SOURCE -
---*---
Continuing his look at the implications of the Planning & Infrastructure Bill, Guy Thompson, Managing Director of EnTrade, turns his attention to the question of how government can build trust and confidence in the integrity of nature markets and create long-term certainty for buyers and investors in nature markets.

Nature Market Integrity

Business and financial institutions want to invest in nature. This point was made abundantly clear to Ministers by investors and financial institutions at the City roundtable last month, where the Government launched its Call for Evidence on how to expand the role of the private sector in nature recovery. However, the finance and business sector has been equally clear that, in the shadow of the failings of the Voluntary Carbon Market, lack of trust and confidence in nature market integrity is a fundamental barrier to their investment.  

Last month, I also attended a Broadway Initiative roundtable with the Nature Minister, where representatives from across the economy made it clear that they want to see government giving a "long, loud, local and legal" signal to establish this market (a twist on the maxim adopted by advocates of the renewable energy industry in the early days of this market).

This will be essential if government is to achieve its growth and environmental ambitions. With Defra facing a 2.3% cut following the Spending Review and the farming industry still smarting from the Inheritance Tax reforms, Steve Reed needs to think big about how to harness the private sector to grow farm incomes and deliver nature recovery. The recent pause on applications to the Government’s flagship agricultural scheme illustrate the risks of relying solely on state-administered grant schemes to fund environmental improvement.

The UK is well positioned to harness the power of markets and private investment in nature-based solutions like woodlands and wetlands. UK markets for private investment and finance are mature and capable of funding nature recovery projects, provided there is sufficient confidence in the cashflows available. Across the country, innovative mechanisms are being developed by the private sector in partnership with the farming industry, Local Authorities and NGOs, that will help unlock private investment in nature recovery without taxpayer funding and speed up project delivery. For example, EnTrade has already piloted two landscape-scale nature markets in the West of England, driving over £1.5 million private investment in nature-based projects, including the first on-farm wetlands established in the UK specifically to reduce nutrient pollution funded solely from SME developer contributions through the Somerset Catchment Market.

Reform is undoubtedly needed. The current regulatory framework is complex and places the burden on developers to source environmental mitigation and prove that it meets the high legal bar required under the Habitats Regulations. However, the barriers to supply of high-quality environmental mitigation are the same barriers to building the finance and business sector’s trust and confidence in nature markets.  Investment at scale is being hindered by the lack of coherence between environmental regulation, grant schemes and new incentives for private investment. This substantially increases the cost of developing and aggregating nature-based projects to investment scale.
---*---
DATA EXTRACT -
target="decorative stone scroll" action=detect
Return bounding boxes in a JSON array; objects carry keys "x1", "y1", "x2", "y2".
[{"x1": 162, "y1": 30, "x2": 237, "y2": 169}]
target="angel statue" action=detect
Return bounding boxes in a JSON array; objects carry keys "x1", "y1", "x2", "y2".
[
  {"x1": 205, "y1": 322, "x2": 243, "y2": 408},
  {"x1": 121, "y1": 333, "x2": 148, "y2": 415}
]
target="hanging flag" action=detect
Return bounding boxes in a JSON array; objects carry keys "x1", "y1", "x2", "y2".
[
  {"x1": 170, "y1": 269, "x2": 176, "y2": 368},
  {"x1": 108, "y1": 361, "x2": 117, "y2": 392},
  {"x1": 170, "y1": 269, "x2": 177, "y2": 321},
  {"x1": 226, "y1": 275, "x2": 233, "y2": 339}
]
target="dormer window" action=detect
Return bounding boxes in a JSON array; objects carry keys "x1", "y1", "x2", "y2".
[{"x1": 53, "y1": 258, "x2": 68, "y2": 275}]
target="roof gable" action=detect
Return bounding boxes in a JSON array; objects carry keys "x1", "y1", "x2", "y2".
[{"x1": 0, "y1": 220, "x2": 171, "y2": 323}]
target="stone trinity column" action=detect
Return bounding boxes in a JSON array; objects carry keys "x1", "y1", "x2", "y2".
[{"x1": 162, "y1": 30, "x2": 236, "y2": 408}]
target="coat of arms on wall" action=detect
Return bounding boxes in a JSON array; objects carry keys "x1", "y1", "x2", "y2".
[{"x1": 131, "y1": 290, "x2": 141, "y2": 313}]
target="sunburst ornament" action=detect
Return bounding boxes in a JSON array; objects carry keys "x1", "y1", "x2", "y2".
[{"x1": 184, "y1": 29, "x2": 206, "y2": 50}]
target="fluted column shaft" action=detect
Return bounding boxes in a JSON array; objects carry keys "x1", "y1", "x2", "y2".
---*---
Give a continuation of the commentary on nature market integrity, starting right after its final sentence. The records above were drawn from a separate source.

FINAL ANSWER -
The same issues are major barriers to the development of a reliable and cost-effective supply of nature-based projects that can deliver environmental mitigation for housing development. Different regulators issue their own guidance and this in turn is subject to significant variation in local interpretation. EnTrade has been running the Somerset Catchment Market to deliver nature-based mitigation for nutrient neutrality for the last three years and have grappled with the same challenges as developers on the cost of quantifying and reducing scientific uncertainty, along with the time and cost of obtaining regulatory approvals. Whilst the Planning Bill may ease the pressure on the planning system, the reforms will not on their own speed up project development and delivery, nor generate the funding needed to finance nature recovery.  Solutions involving significant complexity and uncertainty are delivered at scale in other areas of the economy through markets that are underpinned by robust governance frameworks.  Well-designed nature markets supported by a robust governance framework therefore have the potential to speed up and reduce the cost of project development, financing and delivery – as well as fund nature recovery at scale.

The answer is a coherent regulatory framework of legally enforceable market rules, standards, metrics and a system of independent oversight to ensure market integrity and provide investment certainty. Across the world, well-designed markets have achieved public policy goals for environmental improvement in air quality, renewable energy and energy efficiency. All of these have been underpinned by robust market governance and regulation.  Effective market governance is essential to deliver the investment certainty needed to unlock the social, economic and environmental benefits of investments in nature. This is why, in the absence of a market governance framework, we have established the Environmental Markets Board to oversee EnTrade’s market operations and provide scientific oversight.

Over the last fifteen months, the UK Nature Markets Dialogue facilitated by The Broadway Initiative has worked with 169 specialists from 147 business, government and third sector organisations to develop a proposal to government for a Nature Market Governance Scheme. EnTrade has been a participant in this dialogue and we hope that the Government will adopt and test the proposed governance scheme in the Nature Markets Accelerator recommended by Dan Corry in his independent review of Defra’s regulatory landscape.

Nature-based environmental services can become a major driver of nature recovery and economic growth across the UK. The Government needs to reconcile the tension at the heart of its environmental and planning policies. In the short term, it needs to amend the Planning & Infrastructure Bill to avoid crowding out private investment and the embryonic nature market. It then needs to support the establishment of a robust governance framework and strong regulatory drivers that ensures nature markets can deliver nature recovery. With these conditions in place, there is an opportunity for the UK to develop a blueprint for a modern environmental strategy that we can export to the rest of the world.